**Material for this task:**
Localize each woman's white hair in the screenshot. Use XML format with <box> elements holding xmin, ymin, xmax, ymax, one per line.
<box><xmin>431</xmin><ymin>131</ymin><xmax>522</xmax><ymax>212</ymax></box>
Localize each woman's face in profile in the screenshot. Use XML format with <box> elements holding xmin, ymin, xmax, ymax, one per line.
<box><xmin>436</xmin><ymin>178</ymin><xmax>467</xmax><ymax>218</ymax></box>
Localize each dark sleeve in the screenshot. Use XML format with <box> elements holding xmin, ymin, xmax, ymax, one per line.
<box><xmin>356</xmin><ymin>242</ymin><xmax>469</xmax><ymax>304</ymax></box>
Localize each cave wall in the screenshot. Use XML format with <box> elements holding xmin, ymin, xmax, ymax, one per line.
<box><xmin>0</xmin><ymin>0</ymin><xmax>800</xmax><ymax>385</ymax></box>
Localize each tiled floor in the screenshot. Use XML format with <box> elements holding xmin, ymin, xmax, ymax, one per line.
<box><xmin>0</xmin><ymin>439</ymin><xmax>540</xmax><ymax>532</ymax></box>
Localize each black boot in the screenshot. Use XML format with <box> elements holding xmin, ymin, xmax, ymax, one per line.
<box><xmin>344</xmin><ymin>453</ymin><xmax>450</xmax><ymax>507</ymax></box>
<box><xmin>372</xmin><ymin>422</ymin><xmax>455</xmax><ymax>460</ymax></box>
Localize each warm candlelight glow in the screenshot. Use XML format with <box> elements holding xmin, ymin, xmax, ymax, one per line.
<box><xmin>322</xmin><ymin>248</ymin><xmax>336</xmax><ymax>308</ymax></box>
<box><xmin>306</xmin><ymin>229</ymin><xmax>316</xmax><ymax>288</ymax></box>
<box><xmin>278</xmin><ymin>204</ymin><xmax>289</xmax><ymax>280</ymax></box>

==

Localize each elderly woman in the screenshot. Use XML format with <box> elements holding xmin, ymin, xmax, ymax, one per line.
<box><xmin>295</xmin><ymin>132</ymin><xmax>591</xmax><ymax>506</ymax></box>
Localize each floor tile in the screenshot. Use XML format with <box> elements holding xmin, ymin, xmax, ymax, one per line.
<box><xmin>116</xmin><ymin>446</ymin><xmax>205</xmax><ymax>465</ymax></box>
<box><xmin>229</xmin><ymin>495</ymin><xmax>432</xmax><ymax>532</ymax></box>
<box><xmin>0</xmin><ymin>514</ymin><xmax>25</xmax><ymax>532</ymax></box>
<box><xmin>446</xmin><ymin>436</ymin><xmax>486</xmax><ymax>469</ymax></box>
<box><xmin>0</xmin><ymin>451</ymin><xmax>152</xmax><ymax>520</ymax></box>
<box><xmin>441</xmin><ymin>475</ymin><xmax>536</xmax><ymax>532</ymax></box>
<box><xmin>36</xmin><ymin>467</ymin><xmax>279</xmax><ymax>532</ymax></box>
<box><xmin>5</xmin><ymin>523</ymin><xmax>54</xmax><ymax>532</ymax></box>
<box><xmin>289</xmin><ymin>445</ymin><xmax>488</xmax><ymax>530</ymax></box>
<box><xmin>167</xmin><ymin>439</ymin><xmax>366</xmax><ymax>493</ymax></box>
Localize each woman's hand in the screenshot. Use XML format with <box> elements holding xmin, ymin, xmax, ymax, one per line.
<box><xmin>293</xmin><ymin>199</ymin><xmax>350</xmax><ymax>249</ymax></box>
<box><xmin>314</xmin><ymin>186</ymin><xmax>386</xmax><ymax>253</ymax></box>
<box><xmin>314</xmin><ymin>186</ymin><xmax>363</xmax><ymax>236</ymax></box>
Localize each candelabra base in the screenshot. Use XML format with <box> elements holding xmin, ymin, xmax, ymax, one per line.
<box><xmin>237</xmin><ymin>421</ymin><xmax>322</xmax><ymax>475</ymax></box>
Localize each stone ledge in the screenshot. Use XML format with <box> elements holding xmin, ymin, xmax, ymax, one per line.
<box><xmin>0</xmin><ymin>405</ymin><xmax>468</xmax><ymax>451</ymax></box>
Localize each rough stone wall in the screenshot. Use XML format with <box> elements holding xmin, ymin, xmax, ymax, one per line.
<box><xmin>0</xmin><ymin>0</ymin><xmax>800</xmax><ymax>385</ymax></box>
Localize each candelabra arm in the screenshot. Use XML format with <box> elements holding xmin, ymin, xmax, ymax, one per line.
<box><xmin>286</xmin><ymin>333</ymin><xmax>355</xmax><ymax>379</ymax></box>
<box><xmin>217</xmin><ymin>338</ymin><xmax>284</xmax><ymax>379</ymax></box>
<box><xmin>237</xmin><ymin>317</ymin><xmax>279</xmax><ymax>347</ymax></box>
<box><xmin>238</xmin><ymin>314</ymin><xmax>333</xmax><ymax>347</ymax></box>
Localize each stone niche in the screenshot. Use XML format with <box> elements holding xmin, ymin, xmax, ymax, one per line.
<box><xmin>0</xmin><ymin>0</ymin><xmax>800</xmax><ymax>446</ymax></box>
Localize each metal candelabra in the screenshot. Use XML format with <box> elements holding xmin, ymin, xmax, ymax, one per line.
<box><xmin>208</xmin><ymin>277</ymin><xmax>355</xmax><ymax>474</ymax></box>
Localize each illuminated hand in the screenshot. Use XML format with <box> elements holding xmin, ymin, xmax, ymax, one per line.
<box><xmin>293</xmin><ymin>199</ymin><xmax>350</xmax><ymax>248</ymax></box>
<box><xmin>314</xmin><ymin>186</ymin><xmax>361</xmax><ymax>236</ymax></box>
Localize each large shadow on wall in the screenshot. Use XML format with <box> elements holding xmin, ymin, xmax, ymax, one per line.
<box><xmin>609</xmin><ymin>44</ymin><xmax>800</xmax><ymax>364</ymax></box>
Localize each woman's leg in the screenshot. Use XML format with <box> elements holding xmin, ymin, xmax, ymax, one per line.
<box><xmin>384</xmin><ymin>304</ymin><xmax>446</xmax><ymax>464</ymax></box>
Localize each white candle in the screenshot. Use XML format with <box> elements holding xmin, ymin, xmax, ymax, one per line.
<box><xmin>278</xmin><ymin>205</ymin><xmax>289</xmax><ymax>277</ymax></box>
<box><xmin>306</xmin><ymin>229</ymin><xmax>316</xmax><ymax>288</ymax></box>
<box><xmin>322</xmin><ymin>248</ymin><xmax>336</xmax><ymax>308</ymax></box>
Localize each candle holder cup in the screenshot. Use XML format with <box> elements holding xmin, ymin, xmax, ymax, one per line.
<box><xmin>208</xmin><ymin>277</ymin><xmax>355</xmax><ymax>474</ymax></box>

* * *

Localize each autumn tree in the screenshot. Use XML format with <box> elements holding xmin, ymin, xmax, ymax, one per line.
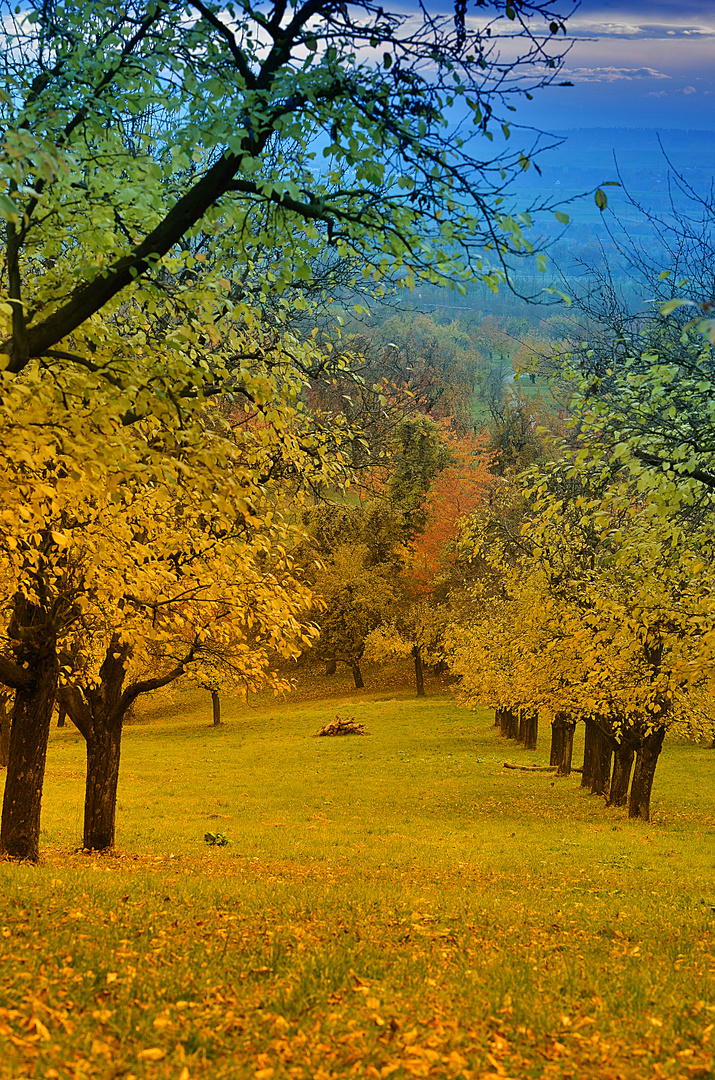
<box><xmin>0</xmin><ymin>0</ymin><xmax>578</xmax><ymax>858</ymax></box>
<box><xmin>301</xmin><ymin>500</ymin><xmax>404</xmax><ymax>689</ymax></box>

**Given task:**
Display every line of the data above that contains the word "white", treating uppercase and lowercase letters as different.

**Result for this task:**
Localize each woman's white hair in the screenshot. Use XML format with <box> elements holding xmin, ymin, xmax, ymax, one per line.
Localize each white candle in the screenshot. Use XML format with <box> elements holding xmin, ymin, xmax, ymax, one per line.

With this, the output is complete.